TEXT SECTION:
=-=-=-=-=
The current high interest in NNs was arguably kickstarted with Krizhevsky, Sutskever, and Hinton (2012) and their introduction of ImageNet. The used with high resolution images, facilitated with 15 million labels in over 22 000 categories. This transformed the field of computer vision tasks for classification and identification. All of this was made possible by the large labelled dataset and the available compute power¹.

At its core a neural network consists of multiple layers (some with specific names) of interconnected nodes (or neurons).

Figure 1: Illustration of a generic Neural Network. On the left in green we have the input, on the right in purple the output. In between we have multiple layers of various size. The connections (mapping) between the neurons can be defined but they do not have to be fully interconnected. We highlight some neurons and their connections simply for reference.

Similar to our view of the brain, the neurons process information and make decisions based on this information and their state (weights, biases, activation functions, etc.). Given enough data, computing power, the correct architecture, and hyperparameters they are universal functions approximation machines. They can be used to learn about complex relationships between the input and the output without requiring any rules or programming. They are ideal for pattern recognition, data classification, and regression analysis.

Following the discussion of (Brunton and Kutz 2022, chap. 6), mathematically speaking the main task in NNs lies in optimization. Specifically, NNs optimize over a composite function \[ \underset{A_j}{\operatorname{arg min}}\, \big( f_m(A_m, f_{m-1}(A_{m-1}, \cdots, f_2(A_2, f_1(A_1, x)))) + \lambda g(A_j) \big) \]

where \(x\) denotes the input, the matrix \(A_k\) denotes the weights connecting layer \(k\) with layer \(k+1\), \(\lambda\) and \(g\) are regularizations (bias) and \(f_k\) is the activation function \(k\).
=-=-=-=-=
STATED GOAL 1:
According to the neural network text, which three kinds of work are neural networks ideal for?
STATED GOAL 2:
Copy word for word the part of the neural network text that begins at "At its core" and stops after "simply for reference.".

PROVIDED MATERIAL:
=-=-=-=-=
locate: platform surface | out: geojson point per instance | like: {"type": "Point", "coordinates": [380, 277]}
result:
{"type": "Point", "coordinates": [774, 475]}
=-=-=-=-=
TASK SOLUTION 1:
Pattern recognition, data classification, and regression analysis.

TASK SOLUTION 2:
At its core a neural network consists of multiple layers (some with specific names) of interconnected nodes (or neurons).

Figure 1: Illustration of a generic Neural Network. On the left in green we have the input, on the right in purple the output. In between we have multiple layers of various size. The connections (mapping) between the neurons can be defined but they do not have to be fully interconnected. We highlight some neurons and their connections simply for reference.